- TASK REQUIREMENTS: Return every entry exactly as written.

- RECORDS FOR PROCESSING:
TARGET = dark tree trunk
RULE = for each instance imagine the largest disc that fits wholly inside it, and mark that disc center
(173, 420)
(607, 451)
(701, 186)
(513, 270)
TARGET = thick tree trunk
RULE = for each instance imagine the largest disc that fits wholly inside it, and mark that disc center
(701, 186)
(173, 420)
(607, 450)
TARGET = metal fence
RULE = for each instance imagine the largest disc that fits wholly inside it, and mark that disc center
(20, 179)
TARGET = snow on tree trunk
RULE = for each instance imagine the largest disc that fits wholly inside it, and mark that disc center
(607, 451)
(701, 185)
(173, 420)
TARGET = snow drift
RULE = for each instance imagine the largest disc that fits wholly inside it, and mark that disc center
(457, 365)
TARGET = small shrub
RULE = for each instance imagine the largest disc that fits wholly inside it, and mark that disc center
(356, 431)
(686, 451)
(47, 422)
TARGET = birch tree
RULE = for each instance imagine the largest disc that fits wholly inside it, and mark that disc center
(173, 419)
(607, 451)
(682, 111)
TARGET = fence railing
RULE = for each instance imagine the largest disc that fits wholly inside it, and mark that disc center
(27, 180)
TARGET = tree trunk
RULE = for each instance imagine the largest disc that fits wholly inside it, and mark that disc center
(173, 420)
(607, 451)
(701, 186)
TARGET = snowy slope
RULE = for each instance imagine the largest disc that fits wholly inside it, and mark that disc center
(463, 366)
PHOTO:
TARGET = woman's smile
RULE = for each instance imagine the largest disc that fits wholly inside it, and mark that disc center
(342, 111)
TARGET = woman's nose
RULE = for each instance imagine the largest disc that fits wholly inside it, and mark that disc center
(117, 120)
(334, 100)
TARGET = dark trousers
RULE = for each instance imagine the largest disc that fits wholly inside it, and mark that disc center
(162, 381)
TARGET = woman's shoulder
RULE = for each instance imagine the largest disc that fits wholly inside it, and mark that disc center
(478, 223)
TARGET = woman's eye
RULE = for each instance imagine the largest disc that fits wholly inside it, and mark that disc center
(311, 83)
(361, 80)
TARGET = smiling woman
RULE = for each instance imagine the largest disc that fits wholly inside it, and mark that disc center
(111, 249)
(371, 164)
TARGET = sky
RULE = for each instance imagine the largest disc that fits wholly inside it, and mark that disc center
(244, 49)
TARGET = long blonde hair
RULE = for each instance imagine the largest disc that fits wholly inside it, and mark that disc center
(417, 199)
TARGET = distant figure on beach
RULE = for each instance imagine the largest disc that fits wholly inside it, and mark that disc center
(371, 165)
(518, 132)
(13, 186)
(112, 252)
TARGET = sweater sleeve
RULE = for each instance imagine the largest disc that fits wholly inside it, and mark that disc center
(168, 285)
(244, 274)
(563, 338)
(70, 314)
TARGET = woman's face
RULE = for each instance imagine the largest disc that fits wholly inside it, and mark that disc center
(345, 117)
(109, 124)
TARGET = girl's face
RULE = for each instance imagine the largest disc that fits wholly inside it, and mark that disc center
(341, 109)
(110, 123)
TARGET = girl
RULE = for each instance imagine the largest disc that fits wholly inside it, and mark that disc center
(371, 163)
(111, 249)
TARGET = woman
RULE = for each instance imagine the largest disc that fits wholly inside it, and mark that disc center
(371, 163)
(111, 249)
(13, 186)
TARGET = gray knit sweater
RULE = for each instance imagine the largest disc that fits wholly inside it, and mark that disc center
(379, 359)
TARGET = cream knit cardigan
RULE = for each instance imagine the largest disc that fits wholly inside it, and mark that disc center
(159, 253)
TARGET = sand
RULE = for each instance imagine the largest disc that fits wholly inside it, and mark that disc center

- IN RESPONSE:
TARGET = dark tree trunk
RULE = for each instance imagine the largest disc that fits wholly inside it, and mark that disc center
(173, 420)
(607, 451)
(701, 186)
(513, 270)
TARGET = thick tree trunk
RULE = for each instance imagine the largest disc that fits wholly inside it, and mark that disc center
(701, 186)
(173, 420)
(607, 450)
TARGET = metal fence
RULE = for each instance imagine the largest disc that fits wholly inside it, and mark that disc center
(20, 179)
TARGET = snow on tree trunk
RULE = for each instance imagine the largest disc that fits wholly inside it, and mark that disc center
(607, 451)
(701, 185)
(173, 420)
TARGET = snow drift
RULE = for each instance imagine the largest disc that fits wholly inside it, and mark that disc center
(457, 365)
TARGET = small shrub
RULE = for each instance imagine the largest disc that fits wholly inside it, and mark that disc center
(356, 431)
(686, 451)
(47, 422)
TARGET = birch tree
RULE = for each instance imagine the largest disc that fits wholly inside it, and mark that disc center
(173, 419)
(607, 451)
(682, 111)
TARGET = fence railing
RULE = for each instance imagine the largest disc that fits wholly inside it, and mark that disc center
(27, 180)
TARGET = tree trunk
RULE = for each instance imagine the largest disc that fits wholly inside it, and mark that disc center
(173, 420)
(607, 451)
(701, 186)
TARGET = snowy slope
RULE = for each instance imagine the largest disc that fits wholly inside it, and mark that disc center
(463, 366)
PHOTO:
TARGET = woman's smile
RULE = for each instance imagine the largest disc that fits wholly inside it, and mark that disc center
(342, 111)
TARGET = woman's nose
RULE = for each instance imagine the largest disc that fits wholly inside it, and mark that disc center
(117, 120)
(334, 100)
TARGET = dark trousers
RULE = for each instance imagine the largest disc that fits wholly inside it, and mark that disc center
(162, 381)
TARGET = woman's shoulder
RULE = for each instance imagine the largest disc that fits wholly inside it, and mark that disc center
(478, 223)
TARGET = woman's eye
RULE = for each instance imagine the largest disc that fits wholly inside it, and mark that disc center
(311, 83)
(361, 80)
TARGET = smiling woman
RULE = for each instance imagine the largest disc that fits wholly inside it, and mark that disc center
(111, 249)
(371, 164)
TARGET = sky
RULE = for each instance imagine the largest disc that fits wholly inside it, and mark that disc center
(244, 49)
TARGET = long blonde hair
RULE = for each instance imagine the largest disc that fits wholly inside it, and mark that disc center
(417, 199)
TARGET = distant figure on beach
RULE = for each instance imagine the largest disc that fits wholly inside it, and mark that disc center
(371, 165)
(518, 132)
(13, 186)
(112, 252)
TARGET = sweater sleeve
RULE = for each instance imagine the largest disc that fits wholly inside it, and mark that disc center
(168, 285)
(244, 274)
(563, 338)
(70, 314)
TARGET = woman's face
RULE = for each instance imagine the largest disc that fits wholly inside it, and mark that disc center
(345, 117)
(109, 124)
TARGET = girl's face
RULE = for each instance imagine the largest disc that fits wholly inside it, and mark that disc center
(341, 109)
(110, 123)
TARGET = girl
RULE = for each instance imagine the largest disc that fits wholly inside it, and mark that disc center
(371, 163)
(111, 249)
TARGET = woman
RULE = for each instance imagine the largest disc that fits wholly inside it, and mark that disc center
(371, 163)
(111, 249)
(13, 186)
TARGET = gray knit sweater
RULE = for each instance imagine the largest disc that fits wholly inside it, and mark that disc center
(379, 359)
TARGET = cream knit cardigan
RULE = for each instance imagine the largest disc that fits wholly inside it, and mark that disc center
(159, 253)
TARGET = sand
RULE = for each instance imagine the largest disc that fits wholly inside it, and mark that disc center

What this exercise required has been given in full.